[begin PASSAGE TO READ]

Just wrap the value with [Variable][chanfig.Variable], and one alteration will be reflected everywhere.

[Variable][chanfig.Variable] supports type, choices, validator, and required to ensure the correctness of the value.

To make it even easier, [Variable][chanfig.Variable] also support help to provide a description when using [ConfigParser][chanfig.ConfigParser].

ConfigParser

[ConfigParser][chanfig.ConfigParser] extends [ArgumentParser][argparse.ArgumentParser] and provides [parse][chanfig.ConfigParser.parse] and [parse_config][chanfig.ConfigParser.parse_config] to parse command line arguments.

Usage

CHANfiG has great backward compatibility with previous configs.

No matter if your old config is json or yaml, you could directly read from them.

And if you are using yacs, just replace CfgNode with [Config][chanfig.Config] and enjoy all the additional benefits that CHANfiG provides.

Moreover, if you find a name in the config is too long for command-line, you could simply call [self.add_argument][chanfig.Config.add_argument] with proper dest to use a shorter name in command-line, as you do with argparse.

[end PASSAGE TO READ]

• DIRECTIONS: How would you restate the CHANfiG passage's paragraph that begins "Moreover, if you find a name" more briefly?

[begin DATASET CONTENT]

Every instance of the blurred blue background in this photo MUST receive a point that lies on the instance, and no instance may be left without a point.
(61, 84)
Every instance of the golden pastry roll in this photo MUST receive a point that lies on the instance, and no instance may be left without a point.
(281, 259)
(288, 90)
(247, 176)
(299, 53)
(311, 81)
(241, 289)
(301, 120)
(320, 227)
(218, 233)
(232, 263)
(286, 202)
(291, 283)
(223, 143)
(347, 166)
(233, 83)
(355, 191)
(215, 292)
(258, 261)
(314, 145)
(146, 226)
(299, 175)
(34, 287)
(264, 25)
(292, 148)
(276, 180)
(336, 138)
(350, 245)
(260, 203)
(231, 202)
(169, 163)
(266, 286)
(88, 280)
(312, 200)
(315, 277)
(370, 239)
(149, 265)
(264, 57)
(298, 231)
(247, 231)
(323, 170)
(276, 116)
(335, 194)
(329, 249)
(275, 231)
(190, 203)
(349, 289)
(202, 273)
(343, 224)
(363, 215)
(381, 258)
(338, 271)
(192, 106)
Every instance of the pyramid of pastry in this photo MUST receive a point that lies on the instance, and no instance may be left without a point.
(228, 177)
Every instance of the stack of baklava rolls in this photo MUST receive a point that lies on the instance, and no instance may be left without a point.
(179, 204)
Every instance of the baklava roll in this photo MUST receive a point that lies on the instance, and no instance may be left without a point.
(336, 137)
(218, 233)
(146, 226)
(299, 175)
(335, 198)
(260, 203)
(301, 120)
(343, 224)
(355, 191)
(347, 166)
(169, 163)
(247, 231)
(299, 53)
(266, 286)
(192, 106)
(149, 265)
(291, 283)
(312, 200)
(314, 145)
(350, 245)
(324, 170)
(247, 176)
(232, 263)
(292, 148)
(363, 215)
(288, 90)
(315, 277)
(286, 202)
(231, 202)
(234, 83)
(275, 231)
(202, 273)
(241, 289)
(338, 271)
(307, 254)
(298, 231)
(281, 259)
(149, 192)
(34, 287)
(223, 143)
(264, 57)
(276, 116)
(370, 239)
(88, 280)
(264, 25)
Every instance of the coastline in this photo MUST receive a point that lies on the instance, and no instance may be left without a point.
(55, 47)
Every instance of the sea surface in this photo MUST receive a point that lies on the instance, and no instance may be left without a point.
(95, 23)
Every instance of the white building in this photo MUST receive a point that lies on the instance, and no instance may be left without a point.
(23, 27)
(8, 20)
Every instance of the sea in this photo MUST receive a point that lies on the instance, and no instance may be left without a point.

[end DATASET CONTENT]

• FINISHED TASK: If a config name is too long for the command line, call self.add_argument with a suitable dest to give it a shorter command-line name, as in argparse.